Page -
|---|

Of course, I don't myself feel 'depressed' when listening to Shosty, but it's very much apparent that he was expressing something dark... much of the time. And it's very much apparent that Haydn was expressing something more sound and sturdy... much of the time.


----------



## Guest (May 26, 2014)

Vesuvius said:


> Although it is getting a bit extreme in the nit-picking. We really don't know how any of these composers really were in real life, if we want to be completely honest and empirical.


So, since you agree "we don't really know" it's hardly "nitpicking" to point this out!



Vesuvius said:


> But from the collected biographies... Shosty was quite dark and Haydn was quite content.
> 
> Go read a book or two on them, or watch a couple documentaries... it's not hard to get to the same conclusion I have.


On the other hand, listen to the music...

|---|

(Region labeling rows)
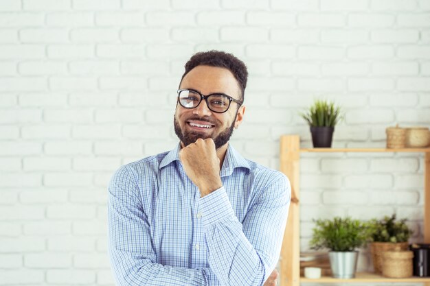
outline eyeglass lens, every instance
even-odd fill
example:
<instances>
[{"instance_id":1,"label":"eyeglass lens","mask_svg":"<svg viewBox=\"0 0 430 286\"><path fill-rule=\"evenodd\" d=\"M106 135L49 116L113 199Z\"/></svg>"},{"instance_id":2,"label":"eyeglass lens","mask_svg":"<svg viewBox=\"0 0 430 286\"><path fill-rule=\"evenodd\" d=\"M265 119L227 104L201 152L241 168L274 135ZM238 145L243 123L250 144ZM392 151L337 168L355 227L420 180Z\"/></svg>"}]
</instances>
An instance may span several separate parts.
<instances>
[{"instance_id":1,"label":"eyeglass lens","mask_svg":"<svg viewBox=\"0 0 430 286\"><path fill-rule=\"evenodd\" d=\"M181 91L179 93L179 103L185 108L196 108L202 98L200 95L192 91ZM230 105L229 98L223 95L210 95L206 97L207 107L216 112L226 111Z\"/></svg>"}]
</instances>

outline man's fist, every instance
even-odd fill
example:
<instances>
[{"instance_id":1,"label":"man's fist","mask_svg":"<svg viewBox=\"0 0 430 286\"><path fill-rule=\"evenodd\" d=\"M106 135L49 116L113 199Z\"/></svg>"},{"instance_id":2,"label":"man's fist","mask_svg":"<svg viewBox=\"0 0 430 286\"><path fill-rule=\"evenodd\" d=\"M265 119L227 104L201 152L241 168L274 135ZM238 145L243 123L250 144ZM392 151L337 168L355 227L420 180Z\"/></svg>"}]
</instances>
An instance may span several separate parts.
<instances>
[{"instance_id":1,"label":"man's fist","mask_svg":"<svg viewBox=\"0 0 430 286\"><path fill-rule=\"evenodd\" d=\"M263 286L276 286L278 284L278 270L275 269L270 274Z\"/></svg>"},{"instance_id":2,"label":"man's fist","mask_svg":"<svg viewBox=\"0 0 430 286\"><path fill-rule=\"evenodd\" d=\"M190 179L200 191L201 197L223 186L220 177L220 160L212 138L199 139L179 151L179 159Z\"/></svg>"}]
</instances>

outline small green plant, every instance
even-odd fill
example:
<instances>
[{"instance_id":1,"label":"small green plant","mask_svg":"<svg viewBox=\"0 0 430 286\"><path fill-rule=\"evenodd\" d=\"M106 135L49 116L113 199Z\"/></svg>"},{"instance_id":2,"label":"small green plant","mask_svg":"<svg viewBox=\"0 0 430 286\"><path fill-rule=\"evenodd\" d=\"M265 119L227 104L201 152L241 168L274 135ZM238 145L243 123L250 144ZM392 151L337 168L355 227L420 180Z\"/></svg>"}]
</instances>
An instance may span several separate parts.
<instances>
[{"instance_id":1,"label":"small green plant","mask_svg":"<svg viewBox=\"0 0 430 286\"><path fill-rule=\"evenodd\" d=\"M396 214L383 219L371 219L367 223L372 241L406 242L414 233L406 224L406 219L396 220Z\"/></svg>"},{"instance_id":2,"label":"small green plant","mask_svg":"<svg viewBox=\"0 0 430 286\"><path fill-rule=\"evenodd\" d=\"M310 244L313 249L328 248L331 251L354 251L369 240L366 224L350 217L317 219Z\"/></svg>"},{"instance_id":3,"label":"small green plant","mask_svg":"<svg viewBox=\"0 0 430 286\"><path fill-rule=\"evenodd\" d=\"M335 103L317 99L306 112L300 116L314 127L335 127L341 119L341 108Z\"/></svg>"}]
</instances>

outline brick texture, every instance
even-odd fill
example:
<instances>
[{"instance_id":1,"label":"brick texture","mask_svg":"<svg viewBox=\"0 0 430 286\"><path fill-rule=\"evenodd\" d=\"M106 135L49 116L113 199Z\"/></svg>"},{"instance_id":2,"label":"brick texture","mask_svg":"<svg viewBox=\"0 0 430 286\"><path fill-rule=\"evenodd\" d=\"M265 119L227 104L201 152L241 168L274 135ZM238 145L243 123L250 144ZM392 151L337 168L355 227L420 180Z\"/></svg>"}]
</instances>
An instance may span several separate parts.
<instances>
[{"instance_id":1,"label":"brick texture","mask_svg":"<svg viewBox=\"0 0 430 286\"><path fill-rule=\"evenodd\" d=\"M121 165L175 147L176 89L196 51L247 64L231 142L279 168L299 112L335 100L334 145L383 147L430 126L428 0L0 1L0 285L115 285L106 186ZM407 217L422 237L423 157L302 155L301 245L313 219ZM368 252L359 270L372 270Z\"/></svg>"}]
</instances>

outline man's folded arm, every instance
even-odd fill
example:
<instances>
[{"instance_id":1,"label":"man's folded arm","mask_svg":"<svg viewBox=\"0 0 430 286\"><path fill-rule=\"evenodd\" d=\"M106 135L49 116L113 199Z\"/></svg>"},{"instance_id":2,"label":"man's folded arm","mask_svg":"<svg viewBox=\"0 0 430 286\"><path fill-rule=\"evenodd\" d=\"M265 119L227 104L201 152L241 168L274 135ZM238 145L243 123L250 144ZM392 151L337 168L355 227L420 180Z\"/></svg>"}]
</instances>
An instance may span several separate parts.
<instances>
[{"instance_id":1,"label":"man's folded arm","mask_svg":"<svg viewBox=\"0 0 430 286\"><path fill-rule=\"evenodd\" d=\"M267 187L242 224L224 187L200 199L209 263L221 285L262 285L276 266L291 188L286 177L280 173L267 180Z\"/></svg>"},{"instance_id":2,"label":"man's folded arm","mask_svg":"<svg viewBox=\"0 0 430 286\"><path fill-rule=\"evenodd\" d=\"M214 274L208 268L189 269L155 262L139 190L126 167L115 172L109 184L108 213L109 257L117 285L201 286L213 281Z\"/></svg>"}]
</instances>

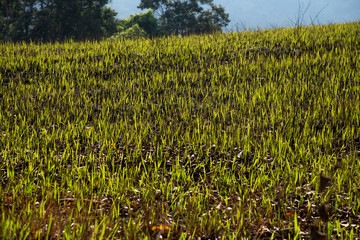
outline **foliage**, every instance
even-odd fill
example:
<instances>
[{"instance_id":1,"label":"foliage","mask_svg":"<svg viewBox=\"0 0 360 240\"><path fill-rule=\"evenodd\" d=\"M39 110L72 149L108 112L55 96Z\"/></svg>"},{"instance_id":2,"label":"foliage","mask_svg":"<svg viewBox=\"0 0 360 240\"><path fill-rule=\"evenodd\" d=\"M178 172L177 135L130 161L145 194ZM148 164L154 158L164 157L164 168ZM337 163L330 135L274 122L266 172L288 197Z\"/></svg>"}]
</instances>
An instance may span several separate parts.
<instances>
[{"instance_id":1,"label":"foliage","mask_svg":"<svg viewBox=\"0 0 360 240\"><path fill-rule=\"evenodd\" d=\"M138 39L145 38L147 36L144 29L142 29L137 23L131 27L120 31L119 33L111 36L110 40L120 40L120 39Z\"/></svg>"},{"instance_id":2,"label":"foliage","mask_svg":"<svg viewBox=\"0 0 360 240\"><path fill-rule=\"evenodd\" d=\"M151 8L157 13L164 34L212 33L230 22L224 8L213 4L213 0L141 0L139 8Z\"/></svg>"},{"instance_id":3,"label":"foliage","mask_svg":"<svg viewBox=\"0 0 360 240\"><path fill-rule=\"evenodd\" d=\"M116 32L108 0L1 0L0 39L63 41L101 39Z\"/></svg>"},{"instance_id":4,"label":"foliage","mask_svg":"<svg viewBox=\"0 0 360 240\"><path fill-rule=\"evenodd\" d=\"M0 236L359 239L360 22L297 31L1 44Z\"/></svg>"},{"instance_id":5,"label":"foliage","mask_svg":"<svg viewBox=\"0 0 360 240\"><path fill-rule=\"evenodd\" d=\"M145 31L146 36L152 37L159 34L157 29L158 22L151 9L144 13L131 15L130 18L121 20L120 24L123 26L123 29L129 29L137 25Z\"/></svg>"}]
</instances>

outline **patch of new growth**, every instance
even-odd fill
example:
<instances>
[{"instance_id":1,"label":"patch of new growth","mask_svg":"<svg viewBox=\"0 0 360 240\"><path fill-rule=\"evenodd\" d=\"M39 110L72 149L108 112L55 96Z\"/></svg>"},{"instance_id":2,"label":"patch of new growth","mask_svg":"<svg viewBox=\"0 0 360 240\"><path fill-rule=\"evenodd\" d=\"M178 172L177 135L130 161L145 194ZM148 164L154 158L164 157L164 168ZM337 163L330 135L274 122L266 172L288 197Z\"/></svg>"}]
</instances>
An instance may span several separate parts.
<instances>
[{"instance_id":1,"label":"patch of new growth","mask_svg":"<svg viewBox=\"0 0 360 240\"><path fill-rule=\"evenodd\" d=\"M0 238L359 239L360 22L0 46Z\"/></svg>"}]
</instances>

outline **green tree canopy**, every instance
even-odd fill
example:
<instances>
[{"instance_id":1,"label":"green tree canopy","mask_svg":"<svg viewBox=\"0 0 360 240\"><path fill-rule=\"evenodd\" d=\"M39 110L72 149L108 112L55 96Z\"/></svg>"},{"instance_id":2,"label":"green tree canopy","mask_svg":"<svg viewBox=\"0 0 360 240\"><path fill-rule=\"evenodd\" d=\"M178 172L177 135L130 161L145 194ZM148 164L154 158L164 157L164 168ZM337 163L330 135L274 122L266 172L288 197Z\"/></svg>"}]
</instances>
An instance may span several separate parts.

|---|

The task -
In the thread, what was Haydn apparently expressing much of the time? These rows are separate material, unrelated to the thread above.

Full response -
Something more sound and sturdy.